• [INPUT FOR THIS TASK]:
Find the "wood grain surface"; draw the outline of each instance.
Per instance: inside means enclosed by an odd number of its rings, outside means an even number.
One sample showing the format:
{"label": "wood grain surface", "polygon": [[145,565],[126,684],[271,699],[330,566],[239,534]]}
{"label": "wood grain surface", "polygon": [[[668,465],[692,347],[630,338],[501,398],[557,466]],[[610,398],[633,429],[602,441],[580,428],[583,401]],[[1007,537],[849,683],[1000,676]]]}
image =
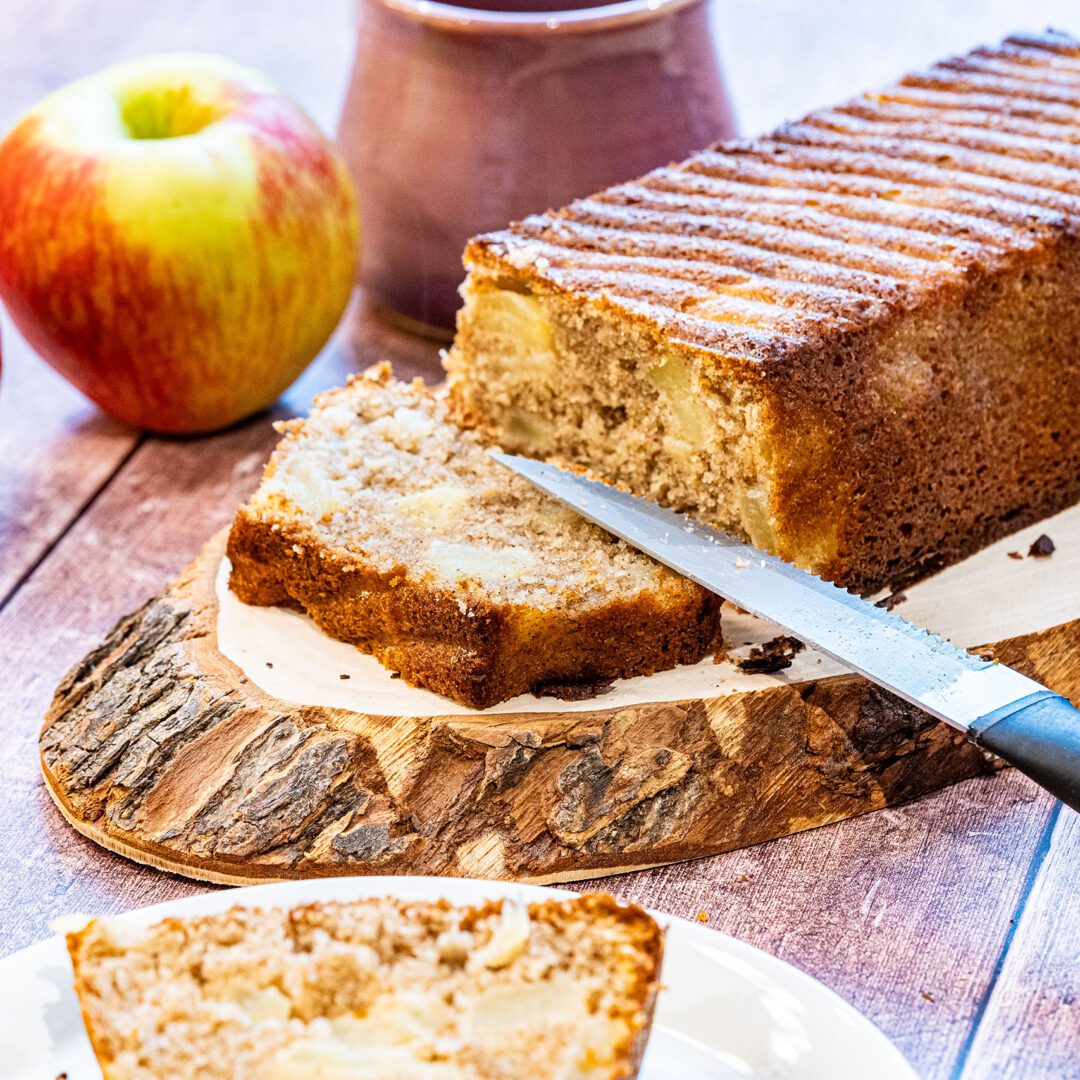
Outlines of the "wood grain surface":
{"label": "wood grain surface", "polygon": [[[847,674],[589,712],[293,703],[219,650],[224,549],[223,532],[72,668],[41,733],[68,821],[161,869],[230,885],[572,881],[758,844],[995,767]],[[984,648],[1080,701],[1080,620]]]}
{"label": "wood grain surface", "polygon": [[[1017,29],[1080,31],[1075,0],[717,0],[746,131]],[[0,0],[0,123],[67,79],[194,48],[254,64],[332,128],[351,0]],[[71,911],[203,886],[78,836],[44,791],[37,732],[63,672],[189,562],[251,489],[269,418],[213,438],[140,440],[96,413],[4,322],[0,374],[0,952]],[[357,309],[280,413],[389,356],[436,350]],[[1063,587],[1077,587],[1065,582]],[[824,829],[602,886],[738,935],[821,978],[932,1080],[1080,1077],[1080,827],[1013,772]],[[601,884],[601,883],[597,883]]]}

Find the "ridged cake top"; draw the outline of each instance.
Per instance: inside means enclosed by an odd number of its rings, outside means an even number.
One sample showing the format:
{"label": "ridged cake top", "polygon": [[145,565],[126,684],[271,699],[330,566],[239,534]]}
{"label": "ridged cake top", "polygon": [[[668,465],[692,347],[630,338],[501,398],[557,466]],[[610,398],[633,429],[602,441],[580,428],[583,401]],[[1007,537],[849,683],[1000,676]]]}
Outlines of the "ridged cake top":
{"label": "ridged cake top", "polygon": [[1047,32],[477,237],[466,261],[760,361],[1078,224],[1080,42]]}

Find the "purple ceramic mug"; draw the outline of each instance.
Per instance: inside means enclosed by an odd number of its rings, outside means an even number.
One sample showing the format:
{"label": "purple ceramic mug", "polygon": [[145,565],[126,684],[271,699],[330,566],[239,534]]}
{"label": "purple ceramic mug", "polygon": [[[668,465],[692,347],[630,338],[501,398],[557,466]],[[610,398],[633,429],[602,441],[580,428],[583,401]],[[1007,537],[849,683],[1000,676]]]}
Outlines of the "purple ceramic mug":
{"label": "purple ceramic mug", "polygon": [[338,140],[366,295],[445,333],[468,237],[732,133],[708,0],[359,0]]}

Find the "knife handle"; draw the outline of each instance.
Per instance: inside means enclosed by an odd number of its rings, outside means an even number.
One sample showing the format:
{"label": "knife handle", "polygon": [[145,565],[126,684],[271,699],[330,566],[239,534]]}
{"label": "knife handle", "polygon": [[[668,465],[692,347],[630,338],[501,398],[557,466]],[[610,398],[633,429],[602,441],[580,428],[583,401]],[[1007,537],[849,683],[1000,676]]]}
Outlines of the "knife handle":
{"label": "knife handle", "polygon": [[1080,709],[1040,690],[981,716],[968,732],[1074,810],[1080,810]]}

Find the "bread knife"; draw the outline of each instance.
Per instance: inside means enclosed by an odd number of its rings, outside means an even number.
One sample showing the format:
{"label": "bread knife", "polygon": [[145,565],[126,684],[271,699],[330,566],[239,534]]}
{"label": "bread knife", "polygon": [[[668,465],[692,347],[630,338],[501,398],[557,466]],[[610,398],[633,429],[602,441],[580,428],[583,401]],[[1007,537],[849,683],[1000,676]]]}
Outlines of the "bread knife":
{"label": "bread knife", "polygon": [[684,514],[531,458],[492,456],[657,562],[958,728],[1080,810],[1080,711],[1060,694]]}

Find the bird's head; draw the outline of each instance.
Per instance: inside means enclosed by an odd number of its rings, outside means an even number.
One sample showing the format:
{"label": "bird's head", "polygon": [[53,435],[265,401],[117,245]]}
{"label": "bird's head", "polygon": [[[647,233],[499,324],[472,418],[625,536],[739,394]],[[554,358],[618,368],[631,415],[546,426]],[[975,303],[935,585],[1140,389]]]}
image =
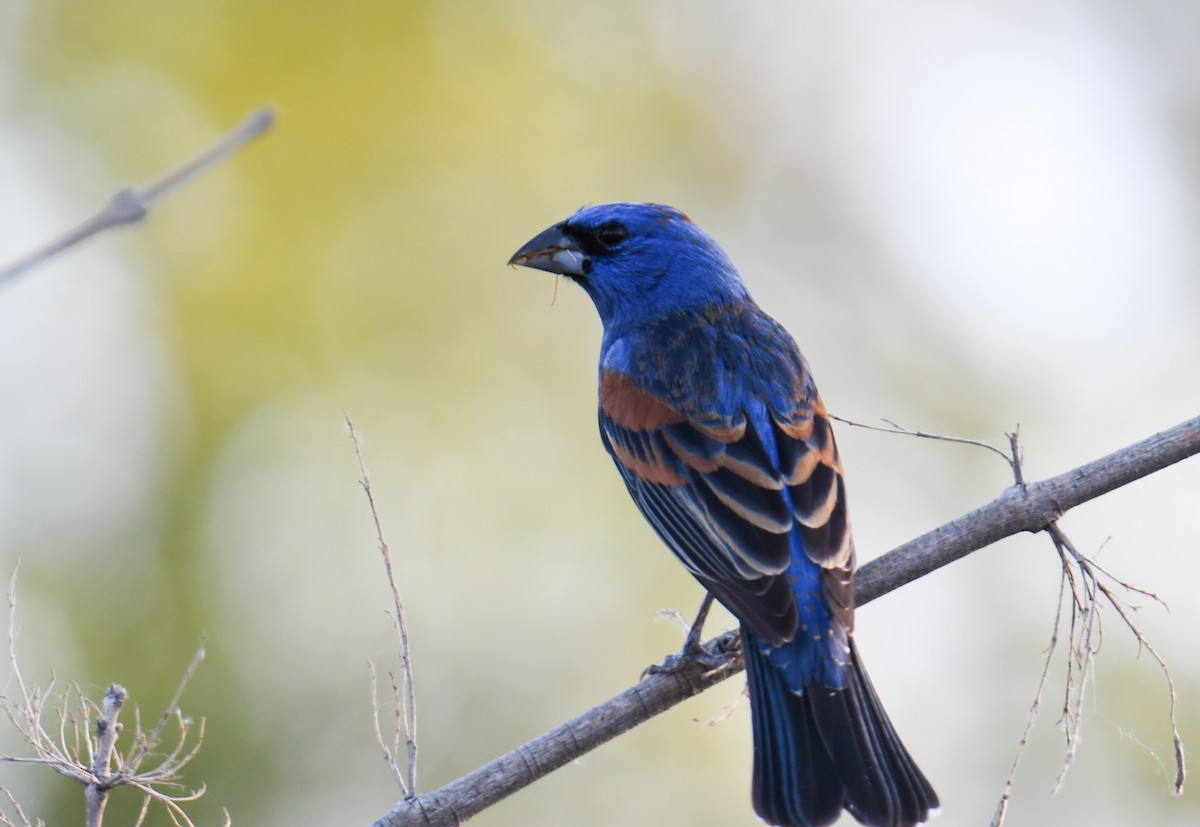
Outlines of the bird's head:
{"label": "bird's head", "polygon": [[717,243],[662,204],[583,207],[535,236],[508,263],[578,283],[606,330],[746,298]]}

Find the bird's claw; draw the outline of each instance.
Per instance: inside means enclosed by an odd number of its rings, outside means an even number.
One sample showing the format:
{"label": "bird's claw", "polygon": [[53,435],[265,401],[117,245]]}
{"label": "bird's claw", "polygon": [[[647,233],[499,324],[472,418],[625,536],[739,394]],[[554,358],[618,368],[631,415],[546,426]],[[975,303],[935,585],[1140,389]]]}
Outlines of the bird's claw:
{"label": "bird's claw", "polygon": [[[683,648],[674,655],[667,655],[666,660],[662,663],[652,663],[643,669],[643,680],[650,675],[673,675],[692,663],[703,665],[705,671],[716,669],[725,663],[728,653],[720,651],[716,647],[709,651],[700,640],[704,632],[704,621],[708,618],[708,610],[712,608],[712,602],[712,594],[706,594],[704,601],[700,604],[700,611],[696,613],[696,619],[691,626],[686,627],[687,637],[684,638]],[[672,612],[672,614],[675,618],[679,618],[679,612]]]}
{"label": "bird's claw", "polygon": [[704,667],[705,672],[710,672],[724,666],[727,660],[729,660],[728,652],[709,651],[699,643],[694,646],[685,644],[683,649],[675,654],[667,655],[662,663],[652,663],[643,669],[642,680],[651,675],[674,675],[676,672],[687,669],[693,663],[699,663]]}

• [TASK STATEMENT]: The listing above should be repeated word for word, pictures removed.

• [TASK OUTPUT]:
Find the "wood grain surface"; draw the outline of each instance.
Per instance: inside means enclosed by an odd number of its rings, outside means an even number.
One sample showing the format:
{"label": "wood grain surface", "polygon": [[145,565],[126,684],[271,699],[330,566],[239,534]]}
{"label": "wood grain surface", "polygon": [[[668,465],[692,347],[630,338],[501,398],[557,466]],[[610,398],[633,429],[602,441],[580,428],[583,401]],[[1007,537],[849,683],[1000,676]]]}
image =
Outlines of the "wood grain surface":
{"label": "wood grain surface", "polygon": [[[847,674],[589,712],[293,703],[219,650],[224,549],[223,532],[72,668],[41,733],[68,821],[161,869],[230,885],[572,881],[758,844],[995,767]],[[984,648],[1080,701],[1080,620]]]}
{"label": "wood grain surface", "polygon": [[[1017,29],[1080,31],[1075,0],[717,0],[746,131]],[[0,0],[0,123],[67,79],[194,48],[254,64],[332,128],[351,0]],[[71,911],[203,886],[78,836],[44,791],[37,732],[63,672],[189,562],[251,489],[269,418],[213,438],[140,440],[96,413],[4,322],[0,374],[0,952]],[[357,309],[280,413],[389,356],[436,350]],[[1063,587],[1077,587],[1065,582]],[[824,829],[602,886],[738,935],[821,978],[932,1080],[1080,1077],[1080,827],[1013,772]],[[601,884],[601,883],[597,883]]]}

Find the "ridged cake top"; draw the outline of each instance.
Per instance: inside means enclosed by an odd number of its rings, outside means an even number.
One sample showing the format:
{"label": "ridged cake top", "polygon": [[145,565],[126,684],[271,699],[330,566],[239,534]]}
{"label": "ridged cake top", "polygon": [[[668,465],[692,347],[630,338],[501,398],[557,466]],[[610,398],[633,429],[602,441],[580,428],[583,401]],[[1007,537],[849,683],[1000,676]]]}
Outlines of the "ridged cake top":
{"label": "ridged cake top", "polygon": [[1047,32],[477,237],[466,261],[760,361],[1078,224],[1080,42]]}

Find the "purple ceramic mug"; draw the outline of each instance.
Per instance: inside means enclosed by an odd number of its rings, outside means an even number.
One sample showing the format:
{"label": "purple ceramic mug", "polygon": [[145,565],[126,684],[271,699],[330,566],[239,534]]}
{"label": "purple ceramic mug", "polygon": [[[668,465],[692,347],[630,338],[501,398],[557,466]],[[610,398],[633,429],[602,441],[580,428],[583,401]],[[1007,537],[849,683],[1000,676]]]}
Outlines of the "purple ceramic mug":
{"label": "purple ceramic mug", "polygon": [[338,140],[366,295],[445,333],[468,237],[732,133],[708,0],[359,0]]}

Find the "knife handle"; draw the outline of each instance.
Per instance: inside means enclosed by an odd number of its rings, outside means an even number.
One sample showing the format:
{"label": "knife handle", "polygon": [[145,565],[126,684],[271,699],[330,566],[239,534]]}
{"label": "knife handle", "polygon": [[[668,465],[692,347],[630,338],[501,398],[557,466]],[[610,398],[633,429],[602,441],[580,428],[583,401]],[[1007,537],[849,683],[1000,676]]]}
Outlines of the "knife handle":
{"label": "knife handle", "polygon": [[1080,709],[1040,690],[981,716],[968,732],[1074,810],[1080,810]]}

Find the "bread knife"; draw the outline of each instance.
Per instance: inside means enclosed by an odd number of its rings, outside means an even number.
One sample showing the format:
{"label": "bread knife", "polygon": [[145,565],[126,684],[271,699],[330,566],[239,534]]}
{"label": "bread knife", "polygon": [[[668,465],[692,347],[630,338],[501,398],[557,466]],[[610,398],[633,429],[602,441],[580,428],[583,401]],[[1007,537],[849,683],[1000,676]]]}
Outlines of the "bread knife":
{"label": "bread knife", "polygon": [[684,514],[531,458],[492,456],[657,562],[958,728],[1080,810],[1080,711],[1060,694]]}

Find the bird's head; draw the outline of each instance.
Per instance: inside means enclosed by an odd number of its rings, outside means an even number.
One sample showing the format:
{"label": "bird's head", "polygon": [[53,435],[265,401],[117,245]]}
{"label": "bird's head", "polygon": [[[647,233],[499,324],[472,418],[625,536],[739,394]],[[554,358],[618,368],[631,415],[546,426]],[[975,303],[935,585],[1140,389]]]}
image =
Outlines of the bird's head:
{"label": "bird's head", "polygon": [[717,243],[662,204],[583,207],[535,236],[508,263],[578,283],[606,330],[746,298]]}

Find the bird's claw; draw the outline of each instance.
Per instance: inside means enclosed by an odd number of its rings, outside means an even number.
One sample showing the format:
{"label": "bird's claw", "polygon": [[53,435],[265,401],[117,245]]}
{"label": "bird's claw", "polygon": [[[647,233],[499,324],[472,418],[625,536],[739,394]],[[554,358],[618,368],[631,415],[546,426]],[[975,303],[935,585],[1140,389]]]}
Outlines of the bird's claw:
{"label": "bird's claw", "polygon": [[[683,648],[674,655],[667,655],[666,660],[662,663],[652,663],[643,669],[643,680],[650,675],[673,675],[692,663],[703,665],[705,671],[716,669],[725,663],[728,653],[720,651],[716,647],[709,651],[700,640],[704,632],[704,621],[708,618],[708,610],[712,608],[712,602],[712,594],[706,594],[704,601],[700,604],[700,611],[696,613],[696,619],[691,626],[686,627],[687,637],[684,638]],[[672,612],[672,614],[675,618],[679,618],[679,612]]]}
{"label": "bird's claw", "polygon": [[704,667],[705,672],[710,672],[724,666],[727,660],[729,660],[728,652],[709,651],[699,643],[694,646],[685,644],[683,649],[675,654],[667,655],[662,663],[652,663],[643,669],[642,680],[651,675],[674,675],[676,672],[687,669],[693,663],[699,663]]}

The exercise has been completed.